**What is expected**
Line by line, copy the material below exactly.

**Given data**
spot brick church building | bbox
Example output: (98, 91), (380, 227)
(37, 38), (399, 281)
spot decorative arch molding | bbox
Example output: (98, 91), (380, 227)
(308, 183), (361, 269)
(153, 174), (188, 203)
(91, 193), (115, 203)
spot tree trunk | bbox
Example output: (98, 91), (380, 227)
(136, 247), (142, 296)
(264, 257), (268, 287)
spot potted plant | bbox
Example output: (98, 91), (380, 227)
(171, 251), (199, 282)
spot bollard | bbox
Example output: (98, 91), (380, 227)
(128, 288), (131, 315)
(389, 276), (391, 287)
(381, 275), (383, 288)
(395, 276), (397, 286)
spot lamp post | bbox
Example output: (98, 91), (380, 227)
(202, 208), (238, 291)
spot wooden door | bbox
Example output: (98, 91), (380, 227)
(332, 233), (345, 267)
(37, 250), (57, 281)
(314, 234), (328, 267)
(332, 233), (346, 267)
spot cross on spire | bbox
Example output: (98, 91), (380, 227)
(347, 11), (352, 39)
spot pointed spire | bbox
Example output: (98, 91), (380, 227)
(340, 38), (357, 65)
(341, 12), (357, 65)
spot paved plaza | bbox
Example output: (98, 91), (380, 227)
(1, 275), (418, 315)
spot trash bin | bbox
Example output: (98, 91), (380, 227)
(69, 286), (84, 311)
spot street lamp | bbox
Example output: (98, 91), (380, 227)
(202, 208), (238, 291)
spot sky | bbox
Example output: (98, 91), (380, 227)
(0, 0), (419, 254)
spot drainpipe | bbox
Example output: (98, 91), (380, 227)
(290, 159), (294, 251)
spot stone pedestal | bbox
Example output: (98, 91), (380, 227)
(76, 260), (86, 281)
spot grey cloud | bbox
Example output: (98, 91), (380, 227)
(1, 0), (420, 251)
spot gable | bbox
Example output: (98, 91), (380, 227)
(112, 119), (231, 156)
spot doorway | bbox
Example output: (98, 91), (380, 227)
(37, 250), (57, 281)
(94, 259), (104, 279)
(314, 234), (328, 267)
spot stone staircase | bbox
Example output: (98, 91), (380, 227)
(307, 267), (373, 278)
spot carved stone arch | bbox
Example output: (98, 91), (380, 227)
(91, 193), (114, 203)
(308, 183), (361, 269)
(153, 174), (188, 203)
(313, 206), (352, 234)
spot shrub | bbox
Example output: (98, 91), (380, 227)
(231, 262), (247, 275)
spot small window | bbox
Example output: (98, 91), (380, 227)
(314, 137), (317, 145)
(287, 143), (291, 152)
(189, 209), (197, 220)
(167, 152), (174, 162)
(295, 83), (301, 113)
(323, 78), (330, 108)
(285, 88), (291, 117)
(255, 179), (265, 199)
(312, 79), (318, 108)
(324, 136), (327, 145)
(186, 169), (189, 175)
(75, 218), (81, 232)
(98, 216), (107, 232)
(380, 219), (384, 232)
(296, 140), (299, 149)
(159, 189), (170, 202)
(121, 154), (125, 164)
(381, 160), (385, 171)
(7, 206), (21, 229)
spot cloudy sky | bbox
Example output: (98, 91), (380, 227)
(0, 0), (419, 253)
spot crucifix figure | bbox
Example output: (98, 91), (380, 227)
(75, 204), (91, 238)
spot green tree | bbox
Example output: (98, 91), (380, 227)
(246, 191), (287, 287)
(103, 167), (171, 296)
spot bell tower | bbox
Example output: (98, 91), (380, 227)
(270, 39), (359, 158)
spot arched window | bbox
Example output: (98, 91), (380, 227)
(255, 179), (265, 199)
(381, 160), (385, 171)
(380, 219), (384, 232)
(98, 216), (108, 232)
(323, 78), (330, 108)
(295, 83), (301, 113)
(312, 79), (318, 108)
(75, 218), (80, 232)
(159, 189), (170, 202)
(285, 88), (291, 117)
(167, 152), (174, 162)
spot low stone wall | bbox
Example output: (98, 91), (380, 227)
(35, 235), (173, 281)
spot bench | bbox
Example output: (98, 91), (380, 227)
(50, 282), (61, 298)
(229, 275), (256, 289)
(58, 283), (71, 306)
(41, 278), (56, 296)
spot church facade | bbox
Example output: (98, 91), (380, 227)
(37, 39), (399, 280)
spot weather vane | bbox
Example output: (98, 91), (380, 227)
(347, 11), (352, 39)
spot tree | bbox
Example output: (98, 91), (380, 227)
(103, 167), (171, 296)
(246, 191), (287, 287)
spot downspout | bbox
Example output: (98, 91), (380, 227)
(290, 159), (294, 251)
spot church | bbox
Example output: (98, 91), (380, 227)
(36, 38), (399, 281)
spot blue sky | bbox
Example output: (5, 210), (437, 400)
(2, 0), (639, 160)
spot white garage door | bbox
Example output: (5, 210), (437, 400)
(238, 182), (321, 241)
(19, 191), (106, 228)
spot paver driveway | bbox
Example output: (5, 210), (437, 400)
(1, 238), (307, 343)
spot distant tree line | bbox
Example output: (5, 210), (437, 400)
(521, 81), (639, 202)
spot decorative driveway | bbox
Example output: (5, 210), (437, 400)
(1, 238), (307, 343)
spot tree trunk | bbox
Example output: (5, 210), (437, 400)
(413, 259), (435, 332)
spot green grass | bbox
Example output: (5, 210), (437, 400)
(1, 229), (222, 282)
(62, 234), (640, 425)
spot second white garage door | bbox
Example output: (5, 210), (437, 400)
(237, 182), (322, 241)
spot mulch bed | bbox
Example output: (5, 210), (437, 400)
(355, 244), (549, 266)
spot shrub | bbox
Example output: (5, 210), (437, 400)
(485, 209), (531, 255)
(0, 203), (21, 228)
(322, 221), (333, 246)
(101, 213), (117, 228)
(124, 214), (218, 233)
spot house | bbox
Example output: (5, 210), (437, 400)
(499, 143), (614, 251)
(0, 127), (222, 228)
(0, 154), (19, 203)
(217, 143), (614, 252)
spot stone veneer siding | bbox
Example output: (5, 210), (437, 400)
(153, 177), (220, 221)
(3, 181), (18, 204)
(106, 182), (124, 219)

**Written reply**
spot brick church building | bbox
Example output: (98, 91), (380, 227)
(37, 38), (399, 281)
spot decorative arch molding | bbox
Example output: (98, 91), (380, 227)
(308, 183), (361, 269)
(153, 174), (188, 203)
(91, 193), (115, 203)
spot tree trunk | bbox
Example output: (98, 91), (380, 227)
(136, 247), (142, 296)
(264, 257), (268, 287)
spot potted plant | bbox
Example output: (98, 91), (380, 227)
(171, 251), (199, 282)
spot bollard | bbox
Example output: (98, 91), (380, 227)
(128, 288), (131, 315)
(389, 276), (391, 287)
(381, 275), (383, 288)
(395, 276), (397, 286)
spot lamp post | bbox
Example output: (98, 91), (380, 227)
(202, 208), (238, 291)
spot wooden door | bbox
Example output: (98, 91), (380, 227)
(332, 233), (345, 267)
(37, 250), (57, 281)
(314, 234), (328, 267)
(332, 233), (346, 267)
spot cross on spire | bbox
Example output: (98, 91), (380, 227)
(347, 11), (352, 39)
spot pointed spire | bbox
Example output: (98, 91), (380, 227)
(340, 38), (357, 65)
(341, 12), (357, 65)
spot paved plaza | bbox
Example output: (98, 91), (380, 227)
(1, 275), (418, 315)
spot trash bin | bbox
Example output: (98, 91), (380, 227)
(69, 286), (84, 311)
spot street lamp | bbox
Example output: (98, 91), (380, 227)
(202, 208), (238, 291)
spot sky | bbox
Example output: (98, 91), (380, 227)
(0, 0), (419, 254)
spot drainpipe | bbox
Example output: (98, 91), (380, 227)
(290, 159), (294, 251)
spot stone pedestal | bbox
Example output: (98, 91), (380, 227)
(76, 260), (86, 281)
spot grey cloud | bbox
Example output: (98, 91), (380, 227)
(1, 0), (420, 251)
spot gable | bbox
Example output: (98, 91), (380, 227)
(112, 119), (231, 156)
spot doorway | bbox
Example output: (98, 91), (380, 227)
(37, 250), (57, 281)
(94, 259), (104, 279)
(314, 234), (328, 267)
spot stone staircase | bbox
Example output: (98, 91), (380, 227)
(307, 267), (373, 278)
spot carved stone arch | bbox
Example output: (98, 91), (380, 227)
(91, 193), (114, 203)
(308, 183), (361, 269)
(153, 174), (188, 203)
(313, 206), (352, 234)
spot shrub | bbox
Example output: (98, 91), (380, 227)
(231, 262), (247, 275)
spot small window | bbox
Example output: (98, 91), (380, 227)
(314, 137), (317, 145)
(287, 143), (291, 152)
(189, 209), (197, 220)
(167, 152), (174, 162)
(295, 83), (301, 113)
(323, 78), (330, 108)
(285, 88), (291, 117)
(255, 179), (265, 199)
(312, 79), (318, 108)
(324, 136), (327, 145)
(186, 169), (189, 175)
(75, 218), (81, 232)
(98, 216), (107, 232)
(380, 219), (384, 232)
(296, 140), (299, 149)
(159, 189), (170, 202)
(121, 154), (125, 164)
(381, 160), (385, 171)
(7, 206), (21, 229)
spot cloudy sky | bbox
Example output: (98, 91), (380, 227)
(0, 0), (419, 253)
spot crucifix figure | bbox
Example output: (98, 91), (380, 227)
(75, 204), (91, 238)
spot green tree | bbox
Example output: (98, 91), (380, 227)
(246, 191), (287, 287)
(103, 167), (171, 296)
spot bell tower | bbox
Example output: (98, 91), (380, 227)
(270, 39), (359, 158)
spot arched window | bbox
Example output: (98, 91), (380, 227)
(255, 179), (265, 199)
(381, 160), (385, 171)
(380, 219), (384, 232)
(98, 216), (108, 232)
(323, 78), (330, 108)
(295, 83), (301, 113)
(312, 79), (318, 108)
(75, 218), (80, 232)
(159, 189), (170, 202)
(285, 88), (291, 117)
(167, 152), (174, 162)
spot low stone wall | bbox
Example output: (98, 91), (380, 227)
(35, 235), (173, 281)
spot bench | bbox
Example output: (98, 91), (380, 227)
(50, 282), (61, 298)
(229, 275), (256, 289)
(58, 283), (71, 306)
(41, 278), (56, 296)
spot church facade | bbox
Example output: (98, 91), (380, 227)
(37, 39), (399, 280)
spot weather vane | bbox
Example output: (98, 91), (380, 227)
(347, 11), (352, 39)
spot tree | bbox
Example output: (98, 91), (380, 227)
(103, 167), (171, 296)
(246, 191), (287, 287)
spot downspout | bbox
Example output: (98, 91), (380, 227)
(290, 159), (294, 251)
spot church | bbox
Example output: (98, 91), (380, 227)
(36, 38), (399, 281)
spot blue sky | bbox
Example output: (5, 210), (437, 400)
(2, 0), (639, 160)
spot white garage door | bbox
Example output: (5, 210), (437, 400)
(238, 182), (321, 241)
(19, 191), (106, 228)
spot paver driveway | bbox
Example output: (5, 210), (437, 400)
(1, 238), (307, 343)
spot distant tree line | bbox
Example output: (5, 210), (437, 400)
(521, 81), (639, 202)
spot decorative driveway | bbox
Example output: (5, 210), (437, 400)
(1, 238), (307, 343)
spot tree trunk | bbox
Example output: (5, 210), (437, 400)
(413, 259), (435, 332)
spot green grass | bbox
Example output: (5, 210), (437, 400)
(1, 229), (222, 282)
(62, 234), (640, 425)
spot second white garage door | bbox
Example output: (5, 210), (437, 400)
(237, 182), (322, 241)
spot mulch bed | bbox
Example output: (5, 210), (437, 400)
(355, 244), (549, 266)
spot shrub | bbox
Example output: (5, 210), (437, 400)
(485, 209), (531, 255)
(0, 203), (21, 228)
(322, 221), (333, 246)
(101, 213), (117, 228)
(124, 214), (218, 233)
spot house | bbox
Example output: (5, 210), (437, 400)
(499, 143), (614, 251)
(0, 127), (222, 228)
(0, 154), (19, 203)
(217, 143), (614, 252)
spot stone veneer siding | bbox
Example output: (5, 210), (437, 400)
(153, 177), (220, 221)
(3, 181), (18, 204)
(106, 182), (124, 219)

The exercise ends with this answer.